━━━ Source extract ━━━

# my burried not-so-deep



## NickG (Sep 12, 2006)

I'm really happy with how this turned out!


----------



## Parabola (Jul 4, 2008)

I think that turned out nicely...er, I mean ghastly...


----------



## Monk (Aug 26, 2008)

Great idea. It looks good.


----------



## playfx (Mar 10, 2007)

Nice job!


----------



## lowdwnrob (Jul 2, 2008)

Looks great at night. Wish I would have done the red light and not the strobe now.


----------



## beelce (Jul 21, 2007)

that is nice Nick...


----------



## Ghoul Friday (Oct 6, 2007)

I really like this prop. Simple. That deep red light looks great.


----------



## RoxyBlue (Oct 6, 2008)

I like props that look as if they're telling a story. It's as if the kneeling skellie is mourning the passing of his bony friend. Then again, perhaps he's on a shopping trip for spare bones.


----------



## HalloweenZombie (Jul 22, 2007)

Nice work! I want one for next year.


----------



## Lilly (Jun 13, 2006)

very nice Nick
great job


----------



## CreepyCanmore (Mar 27, 2007)

My new #1 prop project for next year. It looks great.


----------



## Ghostess (Aug 21, 2005)

I really like this one, the red sets it off very well!


----------

━━━ Supplied information ━━━

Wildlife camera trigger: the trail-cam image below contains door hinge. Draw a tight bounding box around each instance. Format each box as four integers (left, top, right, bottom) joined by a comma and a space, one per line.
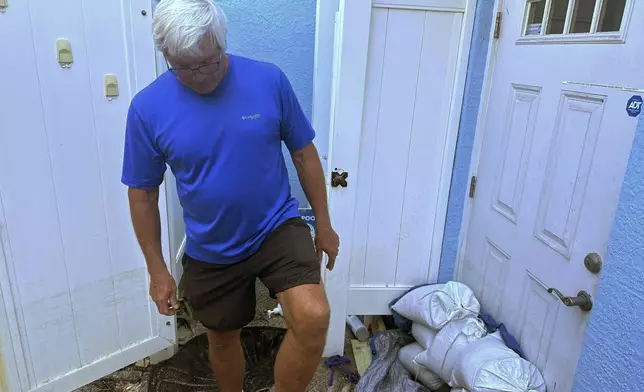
494, 12, 503, 39
470, 176, 476, 198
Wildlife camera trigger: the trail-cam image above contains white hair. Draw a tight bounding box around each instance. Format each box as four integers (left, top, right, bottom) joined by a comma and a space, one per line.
152, 0, 227, 57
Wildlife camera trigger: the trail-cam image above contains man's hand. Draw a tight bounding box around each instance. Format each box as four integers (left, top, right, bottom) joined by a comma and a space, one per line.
150, 270, 179, 316
315, 225, 340, 271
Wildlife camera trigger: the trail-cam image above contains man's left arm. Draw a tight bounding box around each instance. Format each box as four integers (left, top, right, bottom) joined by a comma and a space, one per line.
291, 143, 340, 270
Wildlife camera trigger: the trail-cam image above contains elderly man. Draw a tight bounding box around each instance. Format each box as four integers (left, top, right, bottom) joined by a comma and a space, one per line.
122, 0, 339, 392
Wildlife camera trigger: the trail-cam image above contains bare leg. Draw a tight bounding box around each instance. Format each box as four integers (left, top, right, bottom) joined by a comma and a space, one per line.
275, 284, 330, 392
208, 331, 246, 392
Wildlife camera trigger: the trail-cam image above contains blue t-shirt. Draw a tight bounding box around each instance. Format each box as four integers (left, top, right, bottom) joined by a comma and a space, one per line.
122, 55, 315, 264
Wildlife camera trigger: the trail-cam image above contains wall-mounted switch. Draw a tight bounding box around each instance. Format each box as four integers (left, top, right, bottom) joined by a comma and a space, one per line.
105, 74, 119, 101
56, 38, 74, 68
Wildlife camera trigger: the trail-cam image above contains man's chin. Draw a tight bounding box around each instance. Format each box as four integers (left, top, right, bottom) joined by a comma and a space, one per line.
183, 83, 217, 95
190, 86, 216, 95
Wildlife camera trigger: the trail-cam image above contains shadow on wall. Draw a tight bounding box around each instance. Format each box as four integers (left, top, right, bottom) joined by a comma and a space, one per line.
573, 116, 644, 392
219, 0, 316, 207
438, 0, 494, 283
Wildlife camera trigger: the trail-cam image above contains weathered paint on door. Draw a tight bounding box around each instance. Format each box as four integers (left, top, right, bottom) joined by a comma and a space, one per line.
0, 0, 175, 392
326, 0, 470, 353
461, 0, 644, 392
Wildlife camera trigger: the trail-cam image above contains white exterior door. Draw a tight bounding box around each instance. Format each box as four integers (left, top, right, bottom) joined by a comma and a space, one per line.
0, 0, 175, 392
460, 0, 644, 392
326, 0, 471, 354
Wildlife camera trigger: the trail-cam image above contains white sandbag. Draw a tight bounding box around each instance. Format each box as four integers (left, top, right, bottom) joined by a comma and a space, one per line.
398, 343, 444, 391
416, 317, 486, 386
411, 323, 438, 349
391, 282, 481, 330
452, 333, 546, 392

━━━

**Task requirements**
A – Answer these questions about the forum thread:
(i) In lowdwnrob's post, what light is wished for in place of the strobe?
(ii) Which poster calls the prop a new #1 project for next year?
(iii) In RoxyBlue's post, what is the kneeling skellie said to be mourning?
B – Return the forum thread word for word from "## Ghoul Friday" to "for spare bones.".
The entries come from a separate source and are unrelated to the forum thread.

**Responses in order**
A –
(i) The red light.
(ii) CreepyCanmore.
(iii) The passing of his bony friend.

B –
## Ghoul Friday (Oct 6, 2007)

I really like this prop. Simple. That deep red light looks great.


----------



## RoxyBlue (Oct 6, 2008)

I like props that look as if they're telling a story. It's as if the kneeling skellie is mourning the passing of his bony friend. Then again, perhaps he's on a shopping trip for spare bones.